Pointing and labeling entries
========================

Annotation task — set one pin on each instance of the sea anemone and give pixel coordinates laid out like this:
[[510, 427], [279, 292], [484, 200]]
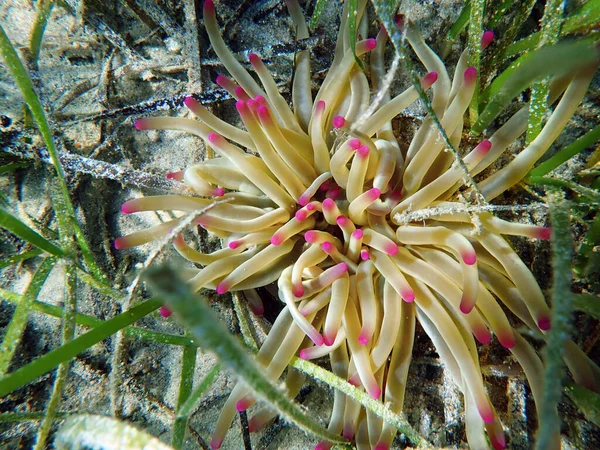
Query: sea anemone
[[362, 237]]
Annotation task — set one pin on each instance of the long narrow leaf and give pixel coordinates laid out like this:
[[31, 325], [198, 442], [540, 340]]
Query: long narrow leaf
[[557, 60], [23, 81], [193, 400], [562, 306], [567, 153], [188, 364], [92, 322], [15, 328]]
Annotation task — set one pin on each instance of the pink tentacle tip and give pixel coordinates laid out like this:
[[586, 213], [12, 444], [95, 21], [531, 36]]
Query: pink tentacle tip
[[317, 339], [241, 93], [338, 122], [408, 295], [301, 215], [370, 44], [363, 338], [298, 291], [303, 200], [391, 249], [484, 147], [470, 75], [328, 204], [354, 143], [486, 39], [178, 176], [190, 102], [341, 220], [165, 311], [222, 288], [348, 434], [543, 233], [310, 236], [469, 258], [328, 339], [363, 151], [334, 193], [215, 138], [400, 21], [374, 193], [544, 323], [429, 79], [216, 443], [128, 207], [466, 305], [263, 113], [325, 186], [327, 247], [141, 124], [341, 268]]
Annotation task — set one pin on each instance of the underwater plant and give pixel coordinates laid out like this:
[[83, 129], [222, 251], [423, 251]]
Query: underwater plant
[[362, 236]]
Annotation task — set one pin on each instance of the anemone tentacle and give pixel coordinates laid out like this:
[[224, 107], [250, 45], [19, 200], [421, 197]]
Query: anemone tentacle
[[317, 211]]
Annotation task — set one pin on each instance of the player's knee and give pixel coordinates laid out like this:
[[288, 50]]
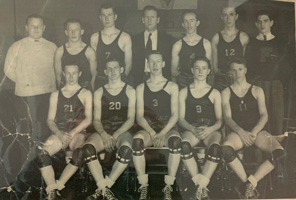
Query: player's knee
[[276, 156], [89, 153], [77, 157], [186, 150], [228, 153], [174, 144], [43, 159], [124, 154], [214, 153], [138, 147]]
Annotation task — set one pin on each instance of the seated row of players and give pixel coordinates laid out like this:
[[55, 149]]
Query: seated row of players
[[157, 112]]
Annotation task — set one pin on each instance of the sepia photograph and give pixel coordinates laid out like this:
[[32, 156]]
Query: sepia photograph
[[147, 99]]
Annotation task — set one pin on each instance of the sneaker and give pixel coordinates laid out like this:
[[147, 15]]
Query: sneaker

========================

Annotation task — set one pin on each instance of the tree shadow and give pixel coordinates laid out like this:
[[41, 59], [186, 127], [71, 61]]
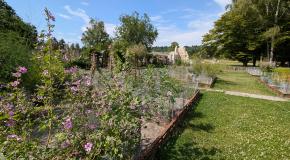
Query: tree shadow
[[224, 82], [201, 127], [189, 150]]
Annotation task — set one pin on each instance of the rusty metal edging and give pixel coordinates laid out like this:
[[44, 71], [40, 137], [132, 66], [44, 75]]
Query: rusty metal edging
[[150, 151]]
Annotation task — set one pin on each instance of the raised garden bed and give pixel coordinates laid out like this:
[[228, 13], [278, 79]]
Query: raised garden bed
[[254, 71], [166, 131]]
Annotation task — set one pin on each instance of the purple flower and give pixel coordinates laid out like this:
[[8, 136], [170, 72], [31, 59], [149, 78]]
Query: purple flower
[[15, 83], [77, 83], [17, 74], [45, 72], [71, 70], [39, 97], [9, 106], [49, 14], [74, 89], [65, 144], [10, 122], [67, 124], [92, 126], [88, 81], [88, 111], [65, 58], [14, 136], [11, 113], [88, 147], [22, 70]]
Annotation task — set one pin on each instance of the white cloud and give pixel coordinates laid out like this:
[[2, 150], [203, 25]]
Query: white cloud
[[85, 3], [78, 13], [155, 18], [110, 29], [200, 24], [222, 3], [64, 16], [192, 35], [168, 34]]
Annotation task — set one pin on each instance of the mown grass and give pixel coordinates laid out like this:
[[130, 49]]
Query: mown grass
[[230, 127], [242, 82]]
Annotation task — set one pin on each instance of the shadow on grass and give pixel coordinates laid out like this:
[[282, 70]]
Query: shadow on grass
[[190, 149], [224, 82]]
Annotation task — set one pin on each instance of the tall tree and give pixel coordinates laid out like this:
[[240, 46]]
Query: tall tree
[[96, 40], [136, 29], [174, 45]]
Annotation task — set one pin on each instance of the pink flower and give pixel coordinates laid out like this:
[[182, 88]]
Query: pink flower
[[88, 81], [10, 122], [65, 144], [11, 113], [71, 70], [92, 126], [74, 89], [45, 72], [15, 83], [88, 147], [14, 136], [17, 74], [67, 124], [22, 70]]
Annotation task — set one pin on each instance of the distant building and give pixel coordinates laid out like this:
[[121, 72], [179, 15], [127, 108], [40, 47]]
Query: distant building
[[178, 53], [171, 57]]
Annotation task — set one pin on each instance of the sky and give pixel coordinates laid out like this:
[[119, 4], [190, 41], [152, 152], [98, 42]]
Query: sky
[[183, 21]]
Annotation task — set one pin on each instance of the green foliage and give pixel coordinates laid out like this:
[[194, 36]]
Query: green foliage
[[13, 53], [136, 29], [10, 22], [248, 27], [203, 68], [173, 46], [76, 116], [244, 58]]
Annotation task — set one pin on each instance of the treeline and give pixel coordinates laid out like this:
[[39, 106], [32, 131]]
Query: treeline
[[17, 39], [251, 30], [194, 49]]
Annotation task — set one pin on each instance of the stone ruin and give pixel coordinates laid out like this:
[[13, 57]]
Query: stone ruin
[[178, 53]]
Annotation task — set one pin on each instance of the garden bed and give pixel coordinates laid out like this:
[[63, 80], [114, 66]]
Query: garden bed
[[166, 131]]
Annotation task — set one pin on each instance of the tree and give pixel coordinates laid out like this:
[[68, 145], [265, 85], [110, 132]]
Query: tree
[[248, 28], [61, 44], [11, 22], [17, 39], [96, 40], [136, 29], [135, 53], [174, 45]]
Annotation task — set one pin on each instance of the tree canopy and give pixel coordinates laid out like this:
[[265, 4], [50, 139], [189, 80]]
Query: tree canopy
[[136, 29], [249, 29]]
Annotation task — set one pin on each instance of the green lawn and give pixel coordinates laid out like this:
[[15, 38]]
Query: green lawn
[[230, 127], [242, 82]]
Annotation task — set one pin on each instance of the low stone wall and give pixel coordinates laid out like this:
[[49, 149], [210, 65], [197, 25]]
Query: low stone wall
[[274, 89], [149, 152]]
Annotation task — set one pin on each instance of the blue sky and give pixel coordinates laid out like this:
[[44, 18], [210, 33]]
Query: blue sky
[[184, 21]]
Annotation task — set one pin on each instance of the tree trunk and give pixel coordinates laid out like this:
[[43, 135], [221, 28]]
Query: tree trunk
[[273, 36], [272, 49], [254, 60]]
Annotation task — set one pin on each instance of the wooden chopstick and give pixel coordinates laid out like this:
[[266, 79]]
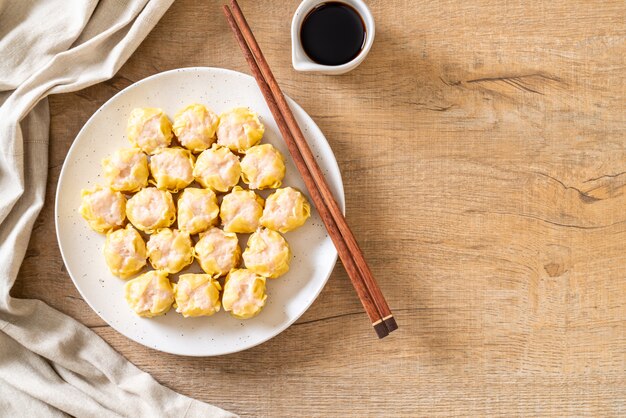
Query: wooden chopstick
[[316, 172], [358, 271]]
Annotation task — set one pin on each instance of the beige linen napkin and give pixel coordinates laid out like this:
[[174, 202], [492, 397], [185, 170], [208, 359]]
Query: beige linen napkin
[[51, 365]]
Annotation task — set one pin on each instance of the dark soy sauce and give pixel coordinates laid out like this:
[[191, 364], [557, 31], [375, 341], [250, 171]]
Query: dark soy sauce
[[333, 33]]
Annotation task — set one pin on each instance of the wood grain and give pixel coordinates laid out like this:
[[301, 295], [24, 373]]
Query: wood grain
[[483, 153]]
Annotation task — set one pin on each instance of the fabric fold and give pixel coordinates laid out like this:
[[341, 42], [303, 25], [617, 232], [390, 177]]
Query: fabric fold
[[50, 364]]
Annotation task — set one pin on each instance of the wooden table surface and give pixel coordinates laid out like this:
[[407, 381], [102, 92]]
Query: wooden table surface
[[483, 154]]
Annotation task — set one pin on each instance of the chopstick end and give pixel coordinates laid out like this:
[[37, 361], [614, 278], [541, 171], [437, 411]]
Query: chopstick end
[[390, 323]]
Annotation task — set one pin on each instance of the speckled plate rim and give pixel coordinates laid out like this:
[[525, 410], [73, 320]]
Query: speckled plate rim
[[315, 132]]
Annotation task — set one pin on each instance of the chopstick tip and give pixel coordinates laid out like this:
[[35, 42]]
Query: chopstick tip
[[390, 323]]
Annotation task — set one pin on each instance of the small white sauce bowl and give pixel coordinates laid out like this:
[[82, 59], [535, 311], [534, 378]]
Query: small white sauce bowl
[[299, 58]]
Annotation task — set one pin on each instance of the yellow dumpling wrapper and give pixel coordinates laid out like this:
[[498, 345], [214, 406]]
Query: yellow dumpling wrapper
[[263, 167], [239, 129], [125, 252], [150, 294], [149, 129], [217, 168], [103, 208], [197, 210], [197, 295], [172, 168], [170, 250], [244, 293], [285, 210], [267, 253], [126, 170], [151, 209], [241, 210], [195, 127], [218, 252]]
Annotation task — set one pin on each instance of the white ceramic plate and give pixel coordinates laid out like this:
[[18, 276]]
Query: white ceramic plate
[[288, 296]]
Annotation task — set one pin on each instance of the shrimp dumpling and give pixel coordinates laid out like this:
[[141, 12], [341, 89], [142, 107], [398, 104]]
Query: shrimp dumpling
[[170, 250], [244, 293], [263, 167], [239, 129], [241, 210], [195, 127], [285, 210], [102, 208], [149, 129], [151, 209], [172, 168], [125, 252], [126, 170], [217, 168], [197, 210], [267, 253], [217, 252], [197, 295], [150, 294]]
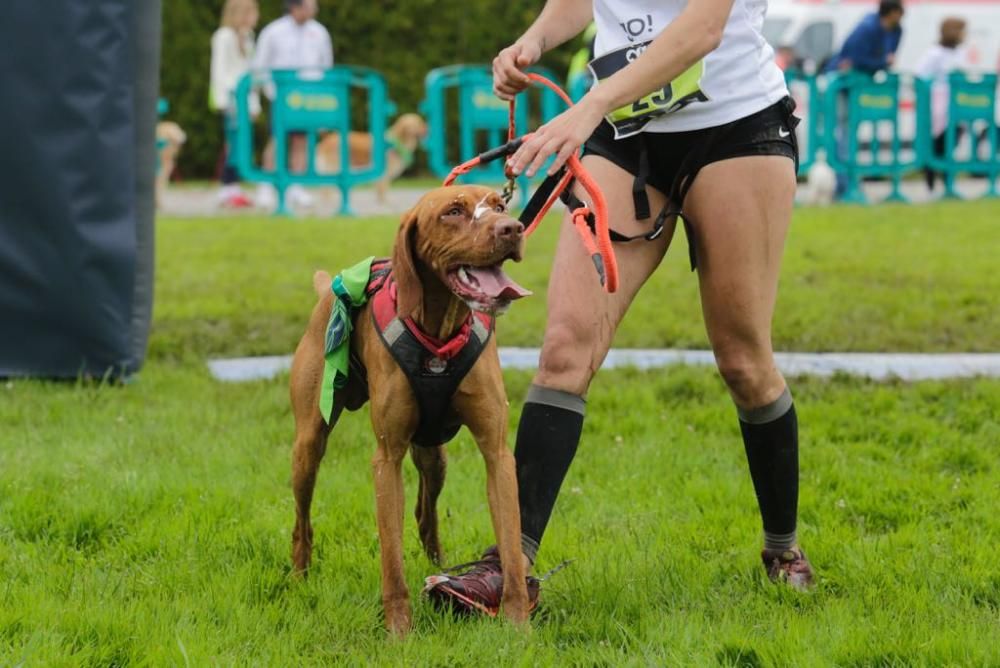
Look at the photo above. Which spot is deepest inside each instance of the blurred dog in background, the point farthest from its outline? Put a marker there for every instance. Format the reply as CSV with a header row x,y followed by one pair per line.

========================

## Exercise objective:
Can you format the lines starting at the one containing "the sea anemone" and ending at the one containing "[[362, 237]]" as a Markdown table with the columns Row and Line, omitting blank lines and the pictures?

## The output:
| Row | Line |
|---|---|
| 1 | Annotation task — set one pin on each instance of the sea anemone and give pixel coordinates laid out like this: |
| 2 | [[510, 427], [279, 292], [484, 200]] |
| 3 | Query: sea anemone |
| 4 | [[362, 237]] |